Goal of the exercise |
Rewrite the records from the line with "target: green painted steel" to the line with "339L1251 279L1244 272L1222", both included, as a numbered list without blank lines.

Entries drawn from a collection
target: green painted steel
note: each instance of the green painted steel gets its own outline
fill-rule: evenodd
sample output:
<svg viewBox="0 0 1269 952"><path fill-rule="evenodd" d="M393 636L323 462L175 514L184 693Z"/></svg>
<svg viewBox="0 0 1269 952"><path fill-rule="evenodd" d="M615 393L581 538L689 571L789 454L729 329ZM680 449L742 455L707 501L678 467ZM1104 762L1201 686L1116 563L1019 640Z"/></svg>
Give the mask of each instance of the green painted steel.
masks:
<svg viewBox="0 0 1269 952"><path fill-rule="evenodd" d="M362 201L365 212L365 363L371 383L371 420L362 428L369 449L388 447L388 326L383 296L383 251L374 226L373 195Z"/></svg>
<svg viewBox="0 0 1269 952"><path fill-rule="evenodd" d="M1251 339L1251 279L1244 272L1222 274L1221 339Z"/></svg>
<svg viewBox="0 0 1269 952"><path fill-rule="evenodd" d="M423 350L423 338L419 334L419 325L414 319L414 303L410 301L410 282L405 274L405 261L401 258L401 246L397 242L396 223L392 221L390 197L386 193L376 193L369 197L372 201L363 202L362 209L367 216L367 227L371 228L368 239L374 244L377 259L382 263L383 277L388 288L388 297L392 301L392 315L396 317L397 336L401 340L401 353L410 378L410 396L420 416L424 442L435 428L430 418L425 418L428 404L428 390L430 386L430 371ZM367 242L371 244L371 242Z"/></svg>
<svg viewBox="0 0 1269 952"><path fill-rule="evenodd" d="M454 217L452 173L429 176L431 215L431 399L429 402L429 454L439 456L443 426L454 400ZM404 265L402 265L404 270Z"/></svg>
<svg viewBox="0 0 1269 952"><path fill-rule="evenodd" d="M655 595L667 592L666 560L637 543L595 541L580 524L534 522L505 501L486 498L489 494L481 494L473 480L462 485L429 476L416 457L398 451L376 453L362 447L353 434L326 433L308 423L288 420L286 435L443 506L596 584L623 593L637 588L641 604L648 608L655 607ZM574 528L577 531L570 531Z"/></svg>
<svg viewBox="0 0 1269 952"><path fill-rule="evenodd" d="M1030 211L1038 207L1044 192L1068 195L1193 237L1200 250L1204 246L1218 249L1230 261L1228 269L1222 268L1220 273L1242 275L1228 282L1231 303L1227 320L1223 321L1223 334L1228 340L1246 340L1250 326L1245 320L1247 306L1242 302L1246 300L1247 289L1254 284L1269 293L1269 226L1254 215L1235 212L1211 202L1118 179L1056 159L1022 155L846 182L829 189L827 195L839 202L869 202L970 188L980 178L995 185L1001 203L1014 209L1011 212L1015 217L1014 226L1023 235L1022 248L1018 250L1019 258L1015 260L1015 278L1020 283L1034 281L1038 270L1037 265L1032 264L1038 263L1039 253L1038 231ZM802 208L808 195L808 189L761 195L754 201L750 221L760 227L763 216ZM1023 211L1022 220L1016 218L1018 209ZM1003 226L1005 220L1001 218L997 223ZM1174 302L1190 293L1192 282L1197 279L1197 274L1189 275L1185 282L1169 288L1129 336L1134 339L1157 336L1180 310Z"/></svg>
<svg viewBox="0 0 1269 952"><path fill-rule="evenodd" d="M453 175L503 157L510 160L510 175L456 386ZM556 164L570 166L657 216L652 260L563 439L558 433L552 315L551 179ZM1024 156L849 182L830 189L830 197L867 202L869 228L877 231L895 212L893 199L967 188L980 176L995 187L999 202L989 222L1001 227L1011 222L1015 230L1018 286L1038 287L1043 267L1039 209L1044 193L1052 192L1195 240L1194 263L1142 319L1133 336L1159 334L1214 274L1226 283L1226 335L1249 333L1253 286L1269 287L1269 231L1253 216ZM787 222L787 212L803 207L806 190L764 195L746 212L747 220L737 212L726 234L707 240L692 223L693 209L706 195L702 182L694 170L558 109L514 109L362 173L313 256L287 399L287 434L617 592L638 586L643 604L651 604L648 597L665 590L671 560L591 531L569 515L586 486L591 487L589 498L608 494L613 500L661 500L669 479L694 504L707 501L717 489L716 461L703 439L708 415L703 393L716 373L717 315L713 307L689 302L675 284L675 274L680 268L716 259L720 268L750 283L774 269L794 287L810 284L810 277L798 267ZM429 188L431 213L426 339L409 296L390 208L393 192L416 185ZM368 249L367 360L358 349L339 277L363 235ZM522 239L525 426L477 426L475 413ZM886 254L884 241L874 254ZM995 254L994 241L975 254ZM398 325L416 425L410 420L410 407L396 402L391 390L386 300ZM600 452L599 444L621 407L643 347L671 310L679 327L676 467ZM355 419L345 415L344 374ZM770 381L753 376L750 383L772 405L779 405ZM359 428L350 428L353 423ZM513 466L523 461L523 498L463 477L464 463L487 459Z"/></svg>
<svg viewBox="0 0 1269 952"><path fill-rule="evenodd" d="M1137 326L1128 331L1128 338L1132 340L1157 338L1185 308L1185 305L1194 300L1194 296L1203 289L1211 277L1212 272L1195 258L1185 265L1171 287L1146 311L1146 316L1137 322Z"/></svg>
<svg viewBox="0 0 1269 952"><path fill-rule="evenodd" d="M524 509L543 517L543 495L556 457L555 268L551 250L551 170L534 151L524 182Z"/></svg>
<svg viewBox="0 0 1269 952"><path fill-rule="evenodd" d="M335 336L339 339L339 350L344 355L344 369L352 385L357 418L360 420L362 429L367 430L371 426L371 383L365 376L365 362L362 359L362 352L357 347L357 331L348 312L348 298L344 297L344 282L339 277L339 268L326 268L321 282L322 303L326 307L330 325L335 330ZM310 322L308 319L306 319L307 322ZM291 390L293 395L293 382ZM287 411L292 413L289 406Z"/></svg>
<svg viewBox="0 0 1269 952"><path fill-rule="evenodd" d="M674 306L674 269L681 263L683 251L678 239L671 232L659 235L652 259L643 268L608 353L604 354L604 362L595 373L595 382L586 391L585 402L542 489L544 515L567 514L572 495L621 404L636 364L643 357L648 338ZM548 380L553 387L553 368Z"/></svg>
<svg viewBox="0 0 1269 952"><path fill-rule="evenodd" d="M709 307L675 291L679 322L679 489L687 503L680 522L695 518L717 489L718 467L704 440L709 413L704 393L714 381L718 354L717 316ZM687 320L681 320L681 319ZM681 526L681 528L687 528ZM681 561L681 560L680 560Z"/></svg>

---

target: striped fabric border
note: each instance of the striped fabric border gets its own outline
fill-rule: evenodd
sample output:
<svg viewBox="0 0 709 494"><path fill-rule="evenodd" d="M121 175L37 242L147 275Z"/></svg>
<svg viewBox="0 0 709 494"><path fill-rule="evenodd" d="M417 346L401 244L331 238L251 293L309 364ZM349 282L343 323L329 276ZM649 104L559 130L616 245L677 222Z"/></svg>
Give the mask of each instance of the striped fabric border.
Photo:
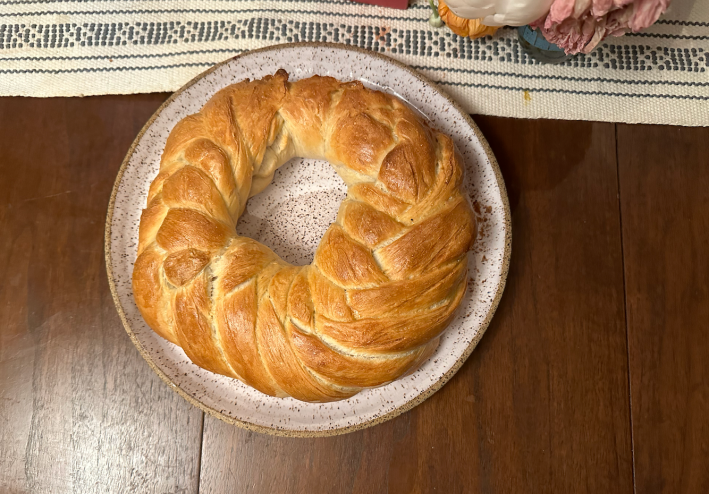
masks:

Complete output |
1. target: green painted steel
2. note: each instance of the green painted steel gets its own outline
3. fill-rule: evenodd
4. sample output:
5. <svg viewBox="0 0 1269 952"><path fill-rule="evenodd" d="M393 636L323 462L175 514L184 693Z"/></svg>
6. <svg viewBox="0 0 1269 952"><path fill-rule="evenodd" d="M615 393L581 538L689 571L789 454L729 329ZM680 449L742 455L707 501L678 467ZM1104 762L1201 686L1116 563L1019 640Z"/></svg>
7. Give the mask of each instance of the green painted steel.
8. masks:
9. <svg viewBox="0 0 1269 952"><path fill-rule="evenodd" d="M362 201L365 212L365 363L371 383L371 420L362 428L369 449L388 447L388 326L383 296L383 251L374 226L373 195Z"/></svg>
10. <svg viewBox="0 0 1269 952"><path fill-rule="evenodd" d="M1251 339L1251 279L1244 272L1222 274L1221 339Z"/></svg>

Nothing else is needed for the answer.